---------- Document segment ----------

Line 369 - integrating metadata and measurements into a unified data model, ensuring that all information is stored consistently and is easily accessible. Even for small projects it is possible that datasets are stored on different servers in discipline-based laboratories (e.g., geochemistry on one server, grain size data on another) and so the model of metadata in a database on one server (possibly replicated) pointing to files on many different servers may be more generally applicable
Response The situation you describe, of datasets being stored on different servers in discipline-based laboratories, is precisely the core problem of data fragmentation and siloing that our framework is designed to solve.
Your suggestion of a metadata model pointing to files on different servers physically separates the data by design, severely limiting data integration and complex cross-dataset analysis. It is not possible to run a single query across geochemical data on one server and grain size data on another.
Our framework takes a different, more powerful approach. Rather than merely pointing to distributed files, our data pipelines are designed to ingest data from various sources (e.g., geochemistry and grain-size servers) and integrate it into the unified OLTP/OLAP model.

---------- Entries supplied ----------

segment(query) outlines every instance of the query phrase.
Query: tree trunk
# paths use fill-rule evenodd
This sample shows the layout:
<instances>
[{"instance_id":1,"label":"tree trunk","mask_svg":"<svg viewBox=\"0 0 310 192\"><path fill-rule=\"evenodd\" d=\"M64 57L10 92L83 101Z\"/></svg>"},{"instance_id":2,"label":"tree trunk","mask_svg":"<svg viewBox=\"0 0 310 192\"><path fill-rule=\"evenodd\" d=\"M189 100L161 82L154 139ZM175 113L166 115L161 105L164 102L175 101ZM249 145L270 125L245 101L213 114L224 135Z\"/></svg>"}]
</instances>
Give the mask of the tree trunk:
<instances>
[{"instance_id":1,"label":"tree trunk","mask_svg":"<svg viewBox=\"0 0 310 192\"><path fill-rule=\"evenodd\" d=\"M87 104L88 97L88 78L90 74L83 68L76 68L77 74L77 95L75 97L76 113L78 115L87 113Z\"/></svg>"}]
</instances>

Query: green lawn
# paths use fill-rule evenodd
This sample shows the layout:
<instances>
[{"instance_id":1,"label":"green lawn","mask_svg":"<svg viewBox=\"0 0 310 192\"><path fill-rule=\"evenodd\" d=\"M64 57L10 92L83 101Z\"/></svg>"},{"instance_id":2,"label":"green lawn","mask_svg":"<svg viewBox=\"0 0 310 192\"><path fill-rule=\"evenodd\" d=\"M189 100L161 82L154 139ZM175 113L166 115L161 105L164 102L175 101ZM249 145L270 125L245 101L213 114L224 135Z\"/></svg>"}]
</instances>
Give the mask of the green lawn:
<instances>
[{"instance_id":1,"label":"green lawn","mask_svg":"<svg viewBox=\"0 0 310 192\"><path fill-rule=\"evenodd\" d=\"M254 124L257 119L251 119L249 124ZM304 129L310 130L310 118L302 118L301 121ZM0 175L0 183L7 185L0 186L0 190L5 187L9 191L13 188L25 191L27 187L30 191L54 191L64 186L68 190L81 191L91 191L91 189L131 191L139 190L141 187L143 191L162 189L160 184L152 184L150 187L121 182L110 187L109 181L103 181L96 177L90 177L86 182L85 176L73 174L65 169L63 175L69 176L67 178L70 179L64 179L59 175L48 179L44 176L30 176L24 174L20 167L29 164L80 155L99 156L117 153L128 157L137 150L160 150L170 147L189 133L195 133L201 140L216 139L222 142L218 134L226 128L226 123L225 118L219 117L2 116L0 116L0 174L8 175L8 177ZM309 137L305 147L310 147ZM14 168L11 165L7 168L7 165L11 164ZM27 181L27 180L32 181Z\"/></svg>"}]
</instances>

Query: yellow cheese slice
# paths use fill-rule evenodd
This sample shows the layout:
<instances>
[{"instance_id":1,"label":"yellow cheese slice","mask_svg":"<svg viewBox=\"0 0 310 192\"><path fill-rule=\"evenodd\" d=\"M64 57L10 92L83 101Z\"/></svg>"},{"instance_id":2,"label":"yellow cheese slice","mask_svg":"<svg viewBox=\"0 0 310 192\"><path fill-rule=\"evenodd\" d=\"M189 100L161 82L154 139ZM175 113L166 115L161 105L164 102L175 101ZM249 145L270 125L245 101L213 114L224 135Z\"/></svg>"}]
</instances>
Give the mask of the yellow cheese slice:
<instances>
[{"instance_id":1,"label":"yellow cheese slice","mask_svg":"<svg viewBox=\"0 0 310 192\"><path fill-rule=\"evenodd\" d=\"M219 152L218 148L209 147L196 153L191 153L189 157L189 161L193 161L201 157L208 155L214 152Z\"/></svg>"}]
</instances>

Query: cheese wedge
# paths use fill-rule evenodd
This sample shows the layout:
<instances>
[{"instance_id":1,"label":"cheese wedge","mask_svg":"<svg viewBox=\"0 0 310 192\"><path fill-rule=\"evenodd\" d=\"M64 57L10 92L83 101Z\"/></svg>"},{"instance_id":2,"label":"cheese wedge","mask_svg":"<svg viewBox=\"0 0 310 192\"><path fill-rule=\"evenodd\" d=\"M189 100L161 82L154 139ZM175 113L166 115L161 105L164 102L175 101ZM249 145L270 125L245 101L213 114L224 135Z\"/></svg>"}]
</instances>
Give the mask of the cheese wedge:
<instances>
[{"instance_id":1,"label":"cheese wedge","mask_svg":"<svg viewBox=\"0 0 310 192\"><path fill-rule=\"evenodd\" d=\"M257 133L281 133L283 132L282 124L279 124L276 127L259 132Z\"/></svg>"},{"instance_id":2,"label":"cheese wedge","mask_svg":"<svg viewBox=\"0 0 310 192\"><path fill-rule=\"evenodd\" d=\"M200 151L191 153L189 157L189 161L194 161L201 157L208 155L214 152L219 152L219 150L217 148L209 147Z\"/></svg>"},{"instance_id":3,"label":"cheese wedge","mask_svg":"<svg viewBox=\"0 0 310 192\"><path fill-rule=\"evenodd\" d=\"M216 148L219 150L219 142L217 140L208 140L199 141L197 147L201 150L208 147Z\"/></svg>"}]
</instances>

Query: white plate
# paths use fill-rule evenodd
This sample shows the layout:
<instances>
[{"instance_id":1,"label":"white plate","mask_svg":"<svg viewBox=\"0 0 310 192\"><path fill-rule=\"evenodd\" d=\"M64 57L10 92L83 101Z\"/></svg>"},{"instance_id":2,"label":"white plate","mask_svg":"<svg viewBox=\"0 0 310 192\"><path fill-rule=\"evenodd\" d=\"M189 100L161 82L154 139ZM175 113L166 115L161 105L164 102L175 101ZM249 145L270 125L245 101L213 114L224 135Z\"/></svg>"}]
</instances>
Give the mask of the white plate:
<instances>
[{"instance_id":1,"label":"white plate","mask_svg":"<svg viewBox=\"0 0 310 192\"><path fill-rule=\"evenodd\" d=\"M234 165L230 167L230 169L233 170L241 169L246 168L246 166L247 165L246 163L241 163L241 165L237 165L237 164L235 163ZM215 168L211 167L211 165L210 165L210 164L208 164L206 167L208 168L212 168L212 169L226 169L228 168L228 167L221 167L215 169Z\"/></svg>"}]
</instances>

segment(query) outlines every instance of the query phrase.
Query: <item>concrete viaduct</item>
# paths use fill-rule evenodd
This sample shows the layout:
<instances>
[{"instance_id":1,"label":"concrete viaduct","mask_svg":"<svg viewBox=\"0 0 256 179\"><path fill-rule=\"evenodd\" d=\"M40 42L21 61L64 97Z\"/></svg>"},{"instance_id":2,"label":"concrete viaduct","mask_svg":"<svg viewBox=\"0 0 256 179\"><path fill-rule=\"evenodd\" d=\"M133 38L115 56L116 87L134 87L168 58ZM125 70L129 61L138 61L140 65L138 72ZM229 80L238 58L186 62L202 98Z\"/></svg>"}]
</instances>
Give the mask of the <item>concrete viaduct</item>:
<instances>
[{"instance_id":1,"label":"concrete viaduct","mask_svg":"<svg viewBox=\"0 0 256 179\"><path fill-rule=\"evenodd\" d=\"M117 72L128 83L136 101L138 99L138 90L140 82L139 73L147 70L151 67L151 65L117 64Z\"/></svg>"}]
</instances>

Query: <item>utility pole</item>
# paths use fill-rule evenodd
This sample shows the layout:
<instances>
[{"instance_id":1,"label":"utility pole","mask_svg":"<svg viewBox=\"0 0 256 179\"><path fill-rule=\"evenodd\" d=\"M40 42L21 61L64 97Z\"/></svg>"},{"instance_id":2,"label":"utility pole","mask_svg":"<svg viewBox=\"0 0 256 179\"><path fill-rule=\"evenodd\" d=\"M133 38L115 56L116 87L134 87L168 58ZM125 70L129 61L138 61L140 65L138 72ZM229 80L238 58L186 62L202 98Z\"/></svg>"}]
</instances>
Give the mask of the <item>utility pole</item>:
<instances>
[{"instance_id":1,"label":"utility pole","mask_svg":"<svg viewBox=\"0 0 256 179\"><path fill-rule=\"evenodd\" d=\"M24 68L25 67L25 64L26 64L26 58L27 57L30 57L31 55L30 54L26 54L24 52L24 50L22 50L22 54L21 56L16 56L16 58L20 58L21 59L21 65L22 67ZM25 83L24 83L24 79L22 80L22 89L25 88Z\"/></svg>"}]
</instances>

----------

In the passage on distributed data storage, reproduce the section from "Your suggestion of" to "data on another.", substituting "inherently divides" for "physically separates".

Your suggestion of a metadata model pointing to files on different servers inherently divides the data by design, severely limiting data integration and complex cross-dataset analysis. It is not possible to run a single query across geochemical data on one server and grain size data on another.